[TEXTE ÉTUDIÉ]
Il n’est donc pas par pur hasard que le vélo devient le véhicule le plus rapide, dans ce contexte. Il est le plus rapide si, dans le système globale « route », son existence est accommodée. Sans oublier les fourmis, qui avancent peut-être aussi rapidement que les voitures, en termes réelles, aux heures de pointe.

Après le grand M, cela devient une autre affaire, qui se ressemble à une voie express, qui s’attache à un autre rond-point où des vraies voies express et des vraies autoroutes commencent à s’établir.

Ici, les règles changent dramatiquement, le vélo n’a pas plus lieu d’être sur ces voies qu’un véhicule en contre-sens. L’affluent devient fleuve, à la confluence.

Ici, je décris une sorte d’écosystème qui émerge du seul diktat « route », route à voitures, route à faire que les voitures, elles roulent. Le reste, c’est du bric-à-brac, des vaines tentative de faire que la monoculture « voitures » existe encore, mais qui mettent en évidence tellement de variables externes que dans son expression même, la route ne ressemble plus guère à son objectif déclaré.

Maintenant, tournons le regard sur les variables quantifiées, parce qu’ici, de nouveau, les objectifs ont été subvertis. Les véhicules font pleuvoir des déchets sur la route, elles écrabouillent et rendent en poussière et en fumée des parties d’elles-mêmes, principalement les pneus et toutes les autres parties mouvantes, son essence. Celles-ci s’accumulent, s’incrustent dans la matière même de la route, créent des vernis, tuent les voisins, ce sont les « externalités » du système « route » qui deviennent, néanmoins et cumulativement, ce qu’est la route, noyée dans ses déchets.

Pour moi, ce sont des pièces de 2 centimes. Pour les fourmis, ce sont des miettes. Bien que j’ai vu une fourmis en train de manœuvrer une plume de vingt fois sa taille, cet après-midi, je méconnais les raisons, je ne sais pas ce qu’elle voulait en faire, de la plume. Mais je sais que les objets d’intérêt, pour une fourmi, sont tout autres que pour moi, au point que pour moi, ils sont invisibles.

Dans un contexte naturel, une piste, une route, un chemin, c’est un « centre de broyage ». Du fait, tout simplement, que l’on marche dessus, qu’on la piétine. Des êtres vivants se sont saisis de cette opportunité pour faire communauté. Les tubercules du trèfle, comprimés et piétinés, dégagent de l’azote, ce qui intensifie, avec les déjections des animaux, la fertilité aux deux lisières du chemin. On voit le même phénomène en archéologie. Dans les anciens habitats humains, on peut connaître les périmètres d’une hutte du fait que le sol est plus riche et noir – c’est ici qu’ont atterri les détritus de la vie de ses habitants.
[/TEXTE ÉTUDIÉ]
[DONNÉES SOURCES]
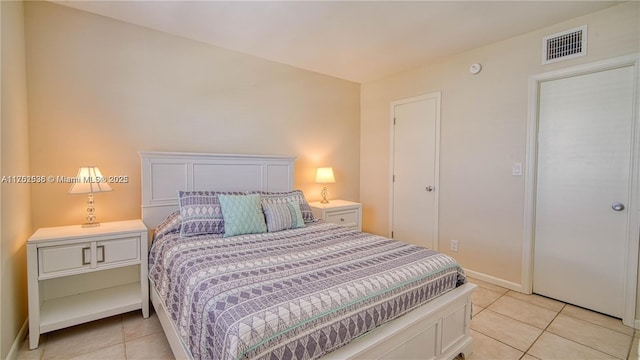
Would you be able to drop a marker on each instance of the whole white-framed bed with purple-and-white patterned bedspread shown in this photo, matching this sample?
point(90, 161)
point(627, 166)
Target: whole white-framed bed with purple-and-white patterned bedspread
[/DONNÉES SOURCES]
- [CONSIGNES]:
1. Pouvez-vous condenser sous forme de liste le paragraphe du texte sur la route qui commence par « Maintenant, tournons le regard », en conservant ses faits principaux ?
2. Pouvez-vous recopier mot pour mot le passage du texte sur la route, de « Maintenant, tournons le » à « dans ses déchets. » ?

- [RÉSULTATS PAR TÂCHE]:
1.
- Pour les variables quantifiées aussi, les objectifs ont été subvertis.
- Les véhicules font pleuvoir des déchets sur la route. Ils réduisent en poussière et en fumée des parties d'eux-mêmes, surtout les pneus et les autres parties mobiles.
- Ces résidus s'accumulent et s'incrustent dans la matière de la route. Ils créent des vernis et tuent les voisins.
- Ces « externalités » du système « route » finissent, cumulativement, par constituer la route elle-même, noyée dans ses déchets.

2.
Maintenant, tournons le regard sur les variables quantifiées, parce qu’ici, de nouveau, les objectifs ont été subvertis. Les véhicules font pleuvoir des déchets sur la route, elles écrabouillent et rendent en poussière et en fumée des parties d’elles-mêmes, principalement les pneus et toutes les autres parties mouvantes, son essence. Celles-ci s’accumulent, s’incrustent dans la matière même de la route, créent des vernis, tuent les voisins, ce sont les « externalités » du système « route » qui deviennent, néanmoins et cumulativement, ce qu’est la route, noyée dans ses déchets.